--- Information given ---
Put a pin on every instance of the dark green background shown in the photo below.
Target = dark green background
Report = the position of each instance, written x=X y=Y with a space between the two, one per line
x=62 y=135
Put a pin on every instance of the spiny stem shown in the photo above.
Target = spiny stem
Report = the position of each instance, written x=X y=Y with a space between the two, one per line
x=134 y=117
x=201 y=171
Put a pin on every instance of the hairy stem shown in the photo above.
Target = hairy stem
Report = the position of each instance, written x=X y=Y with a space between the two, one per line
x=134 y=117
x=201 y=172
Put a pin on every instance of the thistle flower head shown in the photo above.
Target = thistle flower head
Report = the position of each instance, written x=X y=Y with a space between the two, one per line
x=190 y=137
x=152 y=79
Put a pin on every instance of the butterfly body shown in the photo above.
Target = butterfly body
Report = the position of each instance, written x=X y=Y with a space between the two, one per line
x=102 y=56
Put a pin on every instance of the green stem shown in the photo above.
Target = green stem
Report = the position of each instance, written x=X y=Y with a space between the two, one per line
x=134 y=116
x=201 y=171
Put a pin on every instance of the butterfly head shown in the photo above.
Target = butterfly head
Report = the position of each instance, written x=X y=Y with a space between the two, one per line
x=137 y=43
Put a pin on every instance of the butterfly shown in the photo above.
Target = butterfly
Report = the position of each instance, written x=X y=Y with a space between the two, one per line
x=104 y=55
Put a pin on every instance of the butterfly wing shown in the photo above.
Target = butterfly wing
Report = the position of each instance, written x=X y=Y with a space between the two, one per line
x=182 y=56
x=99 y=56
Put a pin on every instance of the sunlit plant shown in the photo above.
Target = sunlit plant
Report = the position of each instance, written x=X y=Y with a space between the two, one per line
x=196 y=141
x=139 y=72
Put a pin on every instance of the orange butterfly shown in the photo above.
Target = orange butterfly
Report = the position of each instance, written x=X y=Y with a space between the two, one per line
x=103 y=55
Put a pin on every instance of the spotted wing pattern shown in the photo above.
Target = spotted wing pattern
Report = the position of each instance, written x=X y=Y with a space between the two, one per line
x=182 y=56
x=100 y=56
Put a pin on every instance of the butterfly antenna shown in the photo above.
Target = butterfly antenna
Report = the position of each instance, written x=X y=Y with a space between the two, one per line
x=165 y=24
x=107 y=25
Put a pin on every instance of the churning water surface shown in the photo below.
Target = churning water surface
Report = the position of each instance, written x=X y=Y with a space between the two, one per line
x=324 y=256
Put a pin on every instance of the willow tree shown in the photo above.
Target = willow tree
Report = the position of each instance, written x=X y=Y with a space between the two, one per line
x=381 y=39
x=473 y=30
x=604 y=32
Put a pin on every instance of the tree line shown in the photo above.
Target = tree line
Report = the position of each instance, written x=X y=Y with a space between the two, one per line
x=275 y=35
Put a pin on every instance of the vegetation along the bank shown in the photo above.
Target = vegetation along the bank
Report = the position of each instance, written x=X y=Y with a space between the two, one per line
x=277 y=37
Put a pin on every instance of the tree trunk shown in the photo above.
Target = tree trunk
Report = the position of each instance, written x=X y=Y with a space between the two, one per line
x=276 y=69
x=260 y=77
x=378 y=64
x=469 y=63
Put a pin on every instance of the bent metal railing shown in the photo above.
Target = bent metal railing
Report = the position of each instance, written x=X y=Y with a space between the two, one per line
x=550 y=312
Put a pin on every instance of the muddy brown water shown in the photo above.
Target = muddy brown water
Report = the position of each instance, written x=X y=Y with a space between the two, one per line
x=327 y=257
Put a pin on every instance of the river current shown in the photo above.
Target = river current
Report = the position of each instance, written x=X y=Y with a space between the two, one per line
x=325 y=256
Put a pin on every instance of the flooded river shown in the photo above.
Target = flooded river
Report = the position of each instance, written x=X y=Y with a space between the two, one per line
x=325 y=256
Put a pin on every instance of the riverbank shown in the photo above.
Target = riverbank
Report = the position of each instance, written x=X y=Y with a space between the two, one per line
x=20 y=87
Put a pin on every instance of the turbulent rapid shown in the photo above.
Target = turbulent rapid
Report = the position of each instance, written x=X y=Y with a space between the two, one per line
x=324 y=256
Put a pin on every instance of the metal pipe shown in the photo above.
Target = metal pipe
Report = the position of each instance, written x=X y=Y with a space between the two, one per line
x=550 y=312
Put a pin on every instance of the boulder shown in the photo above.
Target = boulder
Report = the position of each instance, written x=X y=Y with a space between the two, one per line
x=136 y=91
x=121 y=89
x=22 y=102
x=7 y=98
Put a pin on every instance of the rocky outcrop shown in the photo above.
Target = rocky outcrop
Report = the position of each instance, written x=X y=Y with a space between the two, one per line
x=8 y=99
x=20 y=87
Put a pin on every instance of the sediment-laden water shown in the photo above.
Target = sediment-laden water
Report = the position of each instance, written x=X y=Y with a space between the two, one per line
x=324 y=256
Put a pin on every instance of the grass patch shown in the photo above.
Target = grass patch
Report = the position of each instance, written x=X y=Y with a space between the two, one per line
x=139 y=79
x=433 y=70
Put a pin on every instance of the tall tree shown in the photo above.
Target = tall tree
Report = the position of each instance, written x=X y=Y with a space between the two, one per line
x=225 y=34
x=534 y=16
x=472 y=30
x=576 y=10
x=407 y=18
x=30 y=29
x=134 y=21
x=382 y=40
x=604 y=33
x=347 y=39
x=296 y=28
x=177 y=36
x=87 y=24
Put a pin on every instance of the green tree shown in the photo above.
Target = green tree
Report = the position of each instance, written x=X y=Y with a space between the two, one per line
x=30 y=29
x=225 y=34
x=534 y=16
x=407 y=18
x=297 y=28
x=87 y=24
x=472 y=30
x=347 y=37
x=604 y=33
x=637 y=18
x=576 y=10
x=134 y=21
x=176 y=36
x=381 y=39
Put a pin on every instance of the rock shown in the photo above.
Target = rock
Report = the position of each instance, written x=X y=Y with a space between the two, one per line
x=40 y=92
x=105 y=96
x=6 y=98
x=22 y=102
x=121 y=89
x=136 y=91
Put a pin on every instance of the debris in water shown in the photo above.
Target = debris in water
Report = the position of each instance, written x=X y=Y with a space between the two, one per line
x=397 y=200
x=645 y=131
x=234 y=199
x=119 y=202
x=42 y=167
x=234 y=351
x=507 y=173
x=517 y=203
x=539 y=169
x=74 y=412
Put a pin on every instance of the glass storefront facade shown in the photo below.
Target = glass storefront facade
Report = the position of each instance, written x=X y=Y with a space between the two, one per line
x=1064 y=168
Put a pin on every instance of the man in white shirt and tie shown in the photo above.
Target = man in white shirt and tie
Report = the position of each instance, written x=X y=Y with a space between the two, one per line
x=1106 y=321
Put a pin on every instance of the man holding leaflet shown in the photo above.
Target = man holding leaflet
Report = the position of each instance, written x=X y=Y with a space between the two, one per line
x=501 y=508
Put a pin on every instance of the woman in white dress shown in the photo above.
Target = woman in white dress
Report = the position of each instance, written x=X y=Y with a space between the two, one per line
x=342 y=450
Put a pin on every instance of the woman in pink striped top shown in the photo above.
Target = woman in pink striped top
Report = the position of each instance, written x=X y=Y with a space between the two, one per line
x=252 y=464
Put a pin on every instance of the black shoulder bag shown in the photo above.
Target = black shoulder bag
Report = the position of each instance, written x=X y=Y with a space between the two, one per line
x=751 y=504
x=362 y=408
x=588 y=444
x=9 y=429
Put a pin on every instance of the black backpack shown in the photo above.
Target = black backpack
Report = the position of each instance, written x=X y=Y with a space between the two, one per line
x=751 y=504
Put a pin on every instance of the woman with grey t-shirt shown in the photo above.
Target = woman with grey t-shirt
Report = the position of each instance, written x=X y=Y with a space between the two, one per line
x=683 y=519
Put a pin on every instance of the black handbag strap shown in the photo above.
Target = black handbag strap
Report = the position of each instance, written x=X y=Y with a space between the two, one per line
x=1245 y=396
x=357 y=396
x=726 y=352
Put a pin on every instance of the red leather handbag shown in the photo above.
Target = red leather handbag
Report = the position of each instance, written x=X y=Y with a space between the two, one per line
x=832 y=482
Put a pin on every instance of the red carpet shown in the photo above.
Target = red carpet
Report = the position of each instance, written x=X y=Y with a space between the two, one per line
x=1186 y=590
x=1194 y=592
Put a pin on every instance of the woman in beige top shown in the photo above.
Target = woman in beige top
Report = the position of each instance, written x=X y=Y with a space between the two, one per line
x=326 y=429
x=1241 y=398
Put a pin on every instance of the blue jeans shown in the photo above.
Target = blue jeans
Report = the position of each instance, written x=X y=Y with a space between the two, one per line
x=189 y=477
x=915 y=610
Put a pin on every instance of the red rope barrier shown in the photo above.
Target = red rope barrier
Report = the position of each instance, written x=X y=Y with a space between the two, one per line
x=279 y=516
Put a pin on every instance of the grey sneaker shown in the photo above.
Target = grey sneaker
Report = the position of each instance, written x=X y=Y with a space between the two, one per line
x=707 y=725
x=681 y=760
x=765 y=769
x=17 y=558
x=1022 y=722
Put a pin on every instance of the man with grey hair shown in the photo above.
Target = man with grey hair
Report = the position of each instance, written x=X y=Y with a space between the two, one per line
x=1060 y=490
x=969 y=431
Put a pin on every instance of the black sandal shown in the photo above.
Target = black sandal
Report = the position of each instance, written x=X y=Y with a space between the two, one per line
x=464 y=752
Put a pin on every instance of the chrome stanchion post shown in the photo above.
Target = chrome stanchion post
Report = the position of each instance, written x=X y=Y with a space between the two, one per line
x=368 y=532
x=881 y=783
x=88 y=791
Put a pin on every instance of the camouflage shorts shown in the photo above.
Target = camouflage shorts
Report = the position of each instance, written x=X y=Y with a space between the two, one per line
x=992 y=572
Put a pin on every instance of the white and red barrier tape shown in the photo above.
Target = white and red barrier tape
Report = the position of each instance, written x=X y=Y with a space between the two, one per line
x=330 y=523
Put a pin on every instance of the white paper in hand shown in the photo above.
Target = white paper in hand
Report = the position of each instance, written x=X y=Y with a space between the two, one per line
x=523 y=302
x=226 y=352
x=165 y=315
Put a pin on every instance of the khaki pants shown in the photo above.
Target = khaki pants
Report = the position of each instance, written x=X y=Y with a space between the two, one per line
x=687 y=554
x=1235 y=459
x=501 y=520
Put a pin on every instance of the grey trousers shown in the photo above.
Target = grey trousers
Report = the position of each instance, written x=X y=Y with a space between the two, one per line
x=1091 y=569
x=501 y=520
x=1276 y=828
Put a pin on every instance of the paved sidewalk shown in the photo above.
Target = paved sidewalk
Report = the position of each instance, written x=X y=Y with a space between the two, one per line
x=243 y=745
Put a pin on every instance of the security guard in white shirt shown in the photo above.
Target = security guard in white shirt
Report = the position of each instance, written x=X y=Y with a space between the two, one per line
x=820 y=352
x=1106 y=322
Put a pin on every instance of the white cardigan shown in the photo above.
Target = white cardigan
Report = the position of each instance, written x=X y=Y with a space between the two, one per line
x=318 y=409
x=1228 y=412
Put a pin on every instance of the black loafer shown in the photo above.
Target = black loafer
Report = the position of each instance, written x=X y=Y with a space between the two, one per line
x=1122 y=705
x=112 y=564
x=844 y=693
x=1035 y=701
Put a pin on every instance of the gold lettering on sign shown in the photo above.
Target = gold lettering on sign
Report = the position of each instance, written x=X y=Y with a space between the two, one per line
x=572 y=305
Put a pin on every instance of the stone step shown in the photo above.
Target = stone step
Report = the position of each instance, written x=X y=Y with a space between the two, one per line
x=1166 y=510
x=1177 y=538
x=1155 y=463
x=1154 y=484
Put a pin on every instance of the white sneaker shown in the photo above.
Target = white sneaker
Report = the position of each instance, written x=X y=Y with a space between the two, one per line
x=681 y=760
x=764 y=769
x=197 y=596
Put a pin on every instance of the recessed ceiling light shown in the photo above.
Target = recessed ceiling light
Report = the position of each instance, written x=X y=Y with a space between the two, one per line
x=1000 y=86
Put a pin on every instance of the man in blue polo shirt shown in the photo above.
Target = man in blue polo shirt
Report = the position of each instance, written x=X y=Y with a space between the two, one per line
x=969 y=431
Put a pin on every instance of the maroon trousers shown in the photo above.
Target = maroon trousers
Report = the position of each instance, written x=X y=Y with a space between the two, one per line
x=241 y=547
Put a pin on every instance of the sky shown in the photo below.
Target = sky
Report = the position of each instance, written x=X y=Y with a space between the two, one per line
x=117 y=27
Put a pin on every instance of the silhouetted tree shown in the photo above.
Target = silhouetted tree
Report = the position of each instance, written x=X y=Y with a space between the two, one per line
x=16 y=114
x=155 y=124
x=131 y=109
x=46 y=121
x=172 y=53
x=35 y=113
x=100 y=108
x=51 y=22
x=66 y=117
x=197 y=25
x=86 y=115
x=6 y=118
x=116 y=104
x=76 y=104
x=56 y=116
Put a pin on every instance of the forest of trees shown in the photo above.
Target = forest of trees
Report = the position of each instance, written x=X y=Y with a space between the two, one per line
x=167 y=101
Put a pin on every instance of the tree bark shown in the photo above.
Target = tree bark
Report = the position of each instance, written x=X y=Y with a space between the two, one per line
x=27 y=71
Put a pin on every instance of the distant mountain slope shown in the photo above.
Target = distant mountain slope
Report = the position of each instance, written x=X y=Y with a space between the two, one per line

--- Written task ---
Rewrite everything from the line containing "Put a pin on every instance of the red rope" down to the line containing "x=279 y=516", substituting "divider" for "barrier" and keeping all else unchanged.

--- Right answer ---
Put a pin on every instance of the red rope divider shown in the photo above.
Target = red rope divider
Report = the position of each instance, written x=X y=Y with a space between the two, one per line
x=279 y=516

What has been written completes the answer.